Start of Block
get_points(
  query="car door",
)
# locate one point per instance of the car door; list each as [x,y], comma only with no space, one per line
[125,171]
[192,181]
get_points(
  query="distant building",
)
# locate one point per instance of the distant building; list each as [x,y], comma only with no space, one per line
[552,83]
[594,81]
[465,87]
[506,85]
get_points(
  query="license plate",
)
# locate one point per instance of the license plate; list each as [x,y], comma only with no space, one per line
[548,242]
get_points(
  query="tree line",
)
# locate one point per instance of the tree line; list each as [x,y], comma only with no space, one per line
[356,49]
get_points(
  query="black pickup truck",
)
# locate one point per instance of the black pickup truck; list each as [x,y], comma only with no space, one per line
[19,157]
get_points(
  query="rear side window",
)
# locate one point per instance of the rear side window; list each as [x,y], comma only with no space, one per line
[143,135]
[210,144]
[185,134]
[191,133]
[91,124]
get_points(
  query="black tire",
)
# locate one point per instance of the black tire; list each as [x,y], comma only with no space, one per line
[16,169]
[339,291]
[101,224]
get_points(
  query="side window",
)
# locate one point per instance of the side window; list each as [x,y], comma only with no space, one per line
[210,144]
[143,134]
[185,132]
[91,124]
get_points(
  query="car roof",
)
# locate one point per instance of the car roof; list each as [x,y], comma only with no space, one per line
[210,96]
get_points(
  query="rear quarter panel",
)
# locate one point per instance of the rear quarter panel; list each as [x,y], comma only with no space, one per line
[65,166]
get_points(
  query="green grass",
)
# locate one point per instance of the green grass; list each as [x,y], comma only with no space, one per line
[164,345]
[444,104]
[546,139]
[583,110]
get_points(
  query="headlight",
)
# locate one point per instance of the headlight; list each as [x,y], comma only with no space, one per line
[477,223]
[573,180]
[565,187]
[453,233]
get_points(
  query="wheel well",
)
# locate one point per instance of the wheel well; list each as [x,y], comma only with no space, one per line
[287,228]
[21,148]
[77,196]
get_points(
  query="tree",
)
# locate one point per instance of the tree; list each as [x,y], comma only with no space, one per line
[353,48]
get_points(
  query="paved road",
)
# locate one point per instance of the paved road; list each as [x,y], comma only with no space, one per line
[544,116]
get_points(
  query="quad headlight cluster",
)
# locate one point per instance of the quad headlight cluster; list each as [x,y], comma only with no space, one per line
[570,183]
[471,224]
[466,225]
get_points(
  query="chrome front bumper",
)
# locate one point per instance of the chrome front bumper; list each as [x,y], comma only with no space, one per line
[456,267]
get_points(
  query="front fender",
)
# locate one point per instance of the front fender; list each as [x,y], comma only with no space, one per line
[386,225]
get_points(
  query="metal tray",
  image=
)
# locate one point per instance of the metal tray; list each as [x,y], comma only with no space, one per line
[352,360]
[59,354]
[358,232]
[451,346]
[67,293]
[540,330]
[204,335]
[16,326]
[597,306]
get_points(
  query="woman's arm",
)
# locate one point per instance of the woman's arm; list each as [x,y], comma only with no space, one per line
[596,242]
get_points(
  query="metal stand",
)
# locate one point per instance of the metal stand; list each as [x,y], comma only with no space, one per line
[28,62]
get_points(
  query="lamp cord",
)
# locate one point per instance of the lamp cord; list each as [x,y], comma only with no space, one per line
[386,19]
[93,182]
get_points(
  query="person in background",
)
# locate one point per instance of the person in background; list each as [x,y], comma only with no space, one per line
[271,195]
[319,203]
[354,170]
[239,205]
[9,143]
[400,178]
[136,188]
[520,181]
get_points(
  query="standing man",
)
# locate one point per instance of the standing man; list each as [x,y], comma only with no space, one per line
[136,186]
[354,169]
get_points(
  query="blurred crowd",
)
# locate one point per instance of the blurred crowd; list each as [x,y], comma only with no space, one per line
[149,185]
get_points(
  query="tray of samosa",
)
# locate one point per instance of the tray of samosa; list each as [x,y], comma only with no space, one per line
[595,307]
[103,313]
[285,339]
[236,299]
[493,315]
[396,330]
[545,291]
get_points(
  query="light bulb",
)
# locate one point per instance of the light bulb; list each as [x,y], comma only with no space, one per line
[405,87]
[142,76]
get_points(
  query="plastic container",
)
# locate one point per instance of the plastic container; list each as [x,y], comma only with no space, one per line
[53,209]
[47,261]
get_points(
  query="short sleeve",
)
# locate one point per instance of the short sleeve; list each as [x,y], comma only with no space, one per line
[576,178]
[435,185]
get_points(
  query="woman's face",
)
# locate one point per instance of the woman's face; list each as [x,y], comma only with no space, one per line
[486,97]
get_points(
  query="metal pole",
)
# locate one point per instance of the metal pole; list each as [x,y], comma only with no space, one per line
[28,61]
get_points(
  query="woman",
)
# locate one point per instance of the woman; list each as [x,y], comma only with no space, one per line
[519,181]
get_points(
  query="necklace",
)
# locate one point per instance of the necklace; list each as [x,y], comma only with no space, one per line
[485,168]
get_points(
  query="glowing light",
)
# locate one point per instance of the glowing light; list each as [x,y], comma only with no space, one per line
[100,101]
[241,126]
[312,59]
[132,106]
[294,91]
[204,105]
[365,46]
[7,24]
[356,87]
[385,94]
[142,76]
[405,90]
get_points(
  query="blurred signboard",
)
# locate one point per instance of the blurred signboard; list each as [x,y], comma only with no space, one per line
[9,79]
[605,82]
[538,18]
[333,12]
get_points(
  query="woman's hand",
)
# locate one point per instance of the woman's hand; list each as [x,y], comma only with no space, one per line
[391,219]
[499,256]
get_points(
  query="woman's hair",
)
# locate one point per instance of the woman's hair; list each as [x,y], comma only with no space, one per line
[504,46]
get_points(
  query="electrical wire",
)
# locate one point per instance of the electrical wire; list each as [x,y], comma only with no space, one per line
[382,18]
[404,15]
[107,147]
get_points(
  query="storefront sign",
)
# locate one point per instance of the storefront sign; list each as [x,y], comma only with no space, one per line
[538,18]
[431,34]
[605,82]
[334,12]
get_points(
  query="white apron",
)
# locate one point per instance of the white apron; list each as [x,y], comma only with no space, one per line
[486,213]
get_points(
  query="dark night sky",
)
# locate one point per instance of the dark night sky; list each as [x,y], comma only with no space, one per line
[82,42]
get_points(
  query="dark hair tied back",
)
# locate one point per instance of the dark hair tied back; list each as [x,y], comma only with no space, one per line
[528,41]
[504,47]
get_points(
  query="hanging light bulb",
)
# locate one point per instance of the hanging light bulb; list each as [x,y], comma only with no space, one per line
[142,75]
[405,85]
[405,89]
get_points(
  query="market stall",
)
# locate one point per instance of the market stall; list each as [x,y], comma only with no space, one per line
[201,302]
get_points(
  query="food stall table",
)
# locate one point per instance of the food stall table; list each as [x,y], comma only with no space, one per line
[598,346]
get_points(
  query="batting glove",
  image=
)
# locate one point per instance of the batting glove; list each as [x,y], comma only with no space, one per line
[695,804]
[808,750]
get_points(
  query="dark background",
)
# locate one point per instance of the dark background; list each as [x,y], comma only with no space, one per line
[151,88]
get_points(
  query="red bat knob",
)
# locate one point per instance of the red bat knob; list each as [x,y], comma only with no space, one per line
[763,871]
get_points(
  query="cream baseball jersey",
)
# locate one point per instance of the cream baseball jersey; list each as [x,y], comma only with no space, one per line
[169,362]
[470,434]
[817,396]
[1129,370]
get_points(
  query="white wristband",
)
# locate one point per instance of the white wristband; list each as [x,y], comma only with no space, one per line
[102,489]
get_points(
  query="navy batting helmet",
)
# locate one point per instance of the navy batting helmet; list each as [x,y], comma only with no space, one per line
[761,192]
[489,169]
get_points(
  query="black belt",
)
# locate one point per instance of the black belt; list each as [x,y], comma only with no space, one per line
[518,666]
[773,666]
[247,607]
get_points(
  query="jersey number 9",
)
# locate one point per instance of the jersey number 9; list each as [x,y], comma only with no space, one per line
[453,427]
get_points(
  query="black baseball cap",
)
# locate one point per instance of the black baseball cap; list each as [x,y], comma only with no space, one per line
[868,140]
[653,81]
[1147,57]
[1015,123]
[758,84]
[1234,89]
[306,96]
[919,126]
End of Block
» What the task requires:
Only the lines from the one holding "# locate one point per instance of the navy" through the end of the listing should appear in the response, each restated exactly.

» Result of this exercise:
# locate one point per instance of the navy batting helmet; list each as [x,y], comma only with no space, one per line
[761,192]
[489,169]
get_points(
  query="black belt",
)
# locate one point per instance of the black belt; list each as [x,y], comma only with no space, one per line
[518,666]
[773,666]
[247,607]
get_points(
  query="jersey number 9",
)
# locate one point per instance of the jersey number 9; list each as [x,y], comma only with no space, one per line
[453,427]
get_points(
  query="black baseball cap",
)
# locate one point per instance of the black baseball cap; list each as [x,y], comma only with no space, one per line
[868,140]
[653,81]
[1147,57]
[1015,123]
[758,84]
[1234,89]
[306,96]
[919,126]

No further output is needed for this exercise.